▸ **SOURCE EXTRACT**
####
Friday, February 20, 2015

Federal Spending Cuts Proposals : No Will - No Way

What a great idea on how to cut federal spending - cut spending from every department including welfare and defense. The only problem is there isn't anyone in congress that's willing to do this.

Even the most ardent disciple of cutting the deficit and debt before they reach Washington seem to sing a different tune once they have their hand on the wallet of the taxpayers.

Getting Rid of Ineffective, Unnecessary Federal Spending
Source: "The Budget Book: 106 Ways to Reduce the Size and Scope of Government," Heritage Foundation, February 2015.

February 19, 2015

The Heritage Foundation has released a great report on ways to cut federal spending category by category. In fact, the report notes that over the last two decades, federal spending has grown a staggering 63 percent faster than inflation.

Reining in spending will require cuts in every sector -- from science to energy to agriculture to national defense to transportation and welfare. Here are a few of the report's suggestions on cutting spending on education, training, employment and social services:
  • Privatizing the Corporation for Public Broadcasting (CPB), which funds services such as PBS or NPR, would save Americans $445 million every year. In 2012, 82 percent of spending on public broadcasting came from non-federal sources, and the report contends PBS and NPR could survive on their own without government funding.
  • Getting rid of the Job Corps would save Americans $19 billion over a decade. The program is intended to teach trade skills to youth, but a National Job Corps Study concluded that for every $25,000 that taxpayers invest in a single Job Corps participant, Corp participants were less likely to graduate from high school than their peers, were no more likely to attend or complete college and earned just 22 cents more in hourly wages compared to their peers, wasting taxpayer dollars.
  • Eliminating funding for the National Endowment for the Arts (NEA and the National Endowment for Humanities (NEH) would save Americans $3.2 billion over a decade. The report notes that private giving to the arts far outweigh federal funding (Americans gave $13.1 billion 2011 to the arts and humanities, compared to just $292 million from the NEA and NEH), and private philanthropy would be more than sufficient to support the arts.
The report calls cutting entitlement spending "the ultimate challenge," as half of all federal spending goes to just three programs: Social Security, Medicare and Medicaid.
####
(Referring expression pointing data)
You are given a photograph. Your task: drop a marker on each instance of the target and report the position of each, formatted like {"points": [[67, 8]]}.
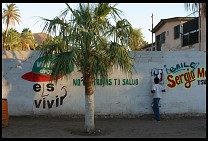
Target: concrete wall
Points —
{"points": [[120, 95]]}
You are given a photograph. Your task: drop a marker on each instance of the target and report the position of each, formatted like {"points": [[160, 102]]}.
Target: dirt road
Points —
{"points": [[43, 127]]}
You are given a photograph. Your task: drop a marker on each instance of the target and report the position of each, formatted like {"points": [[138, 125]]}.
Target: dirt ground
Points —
{"points": [[43, 127]]}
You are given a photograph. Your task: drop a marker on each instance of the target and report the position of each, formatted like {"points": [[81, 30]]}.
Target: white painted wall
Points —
{"points": [[112, 99]]}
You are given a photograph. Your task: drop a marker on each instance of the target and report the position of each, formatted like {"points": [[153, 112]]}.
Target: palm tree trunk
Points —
{"points": [[89, 105]]}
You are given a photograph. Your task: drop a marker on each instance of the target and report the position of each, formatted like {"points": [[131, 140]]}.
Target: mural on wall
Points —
{"points": [[41, 73], [108, 82], [157, 73], [185, 74]]}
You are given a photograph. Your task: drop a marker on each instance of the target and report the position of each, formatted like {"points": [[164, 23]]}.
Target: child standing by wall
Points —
{"points": [[157, 90]]}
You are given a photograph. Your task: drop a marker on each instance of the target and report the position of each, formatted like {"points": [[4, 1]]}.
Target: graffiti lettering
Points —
{"points": [[181, 66], [130, 82], [201, 73], [188, 77], [58, 101], [109, 82], [202, 82]]}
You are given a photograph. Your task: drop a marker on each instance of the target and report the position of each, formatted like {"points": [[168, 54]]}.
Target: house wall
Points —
{"points": [[170, 44], [120, 95]]}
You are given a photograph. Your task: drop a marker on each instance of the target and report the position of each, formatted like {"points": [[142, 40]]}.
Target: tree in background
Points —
{"points": [[10, 16], [92, 43], [13, 40], [27, 39]]}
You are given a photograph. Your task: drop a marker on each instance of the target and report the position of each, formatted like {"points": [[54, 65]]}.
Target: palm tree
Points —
{"points": [[91, 42], [27, 39], [10, 16], [13, 39]]}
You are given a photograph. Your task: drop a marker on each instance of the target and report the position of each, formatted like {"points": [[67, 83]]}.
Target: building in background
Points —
{"points": [[178, 34]]}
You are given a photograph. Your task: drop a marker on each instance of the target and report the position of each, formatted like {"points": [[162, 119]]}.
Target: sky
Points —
{"points": [[138, 14]]}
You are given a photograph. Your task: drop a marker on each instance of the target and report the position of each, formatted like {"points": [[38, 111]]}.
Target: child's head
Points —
{"points": [[156, 80]]}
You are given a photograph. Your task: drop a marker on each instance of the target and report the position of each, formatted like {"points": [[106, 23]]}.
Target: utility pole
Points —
####
▸ **PROBLEMS TO WORK ON**
• a. According to the post on federal spending cuts, how much would privatizing the Corporation for Public Broadcasting save Americans each year?
• b. Echo the post on federal spending cuts between "Federal Spending Cuts" and "faster than inflation.", inclusive.
• c. Summarize the post on federal spending cuts in two sentences.
Nothing in the listing is needed for this work.

▸ **RESULTS FOR EACH TASK**
• a. $445 million every year.

• b.
Federal Spending Cuts Proposals : No Will - No Way

What a great idea on how to cut federal spending - cut spending from every department including welfare and defense. The only problem is there isn't anyone in congress that's willing to do this.

Even the most ardent disciple of cutting the deficit and debt before they reach Washington seem to sing a different tune once they have their hand on the wallet of the taxpayers.

Getting Rid of Ineffective, Unnecessary Federal Spending
Source: "The Budget Book: 106 Ways to Reduce the Size and Scope of Government," Heritage Foundation, February 2015.

February 19, 2015

The Heritage Foundation has released a great report on ways to cut federal spending category by category. In fact, the report notes that over the last two decades, federal spending has grown a staggering 63 percent faster than inflation.

• c. The post praises a Heritage Foundation report on cutting federal spending in every category, including welfare and defense, but says no one in Congress is willing to do it. The report notes that federal spending has grown 63 percent faster than inflation over two decades, and it proposes steps such as privatizing the Corporation for Public Broadcasting, eliminating the Job Corps, and ending funding for the NEA and NEH.